WHAT IS NEEDED> Below is a set of entries; copy all of them exactly.
+++ DATA LISTING
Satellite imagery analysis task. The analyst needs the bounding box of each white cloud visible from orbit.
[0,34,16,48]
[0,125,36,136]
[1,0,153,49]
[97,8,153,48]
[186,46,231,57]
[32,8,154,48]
++++++
WRITTEN ANSWER>
Satellite imagery analysis task. The analyst needs the bounding box of each white cloud visible from orbit.
[0,34,16,48]
[0,125,36,136]
[1,0,153,49]
[97,8,153,48]
[186,46,231,57]
[32,8,154,48]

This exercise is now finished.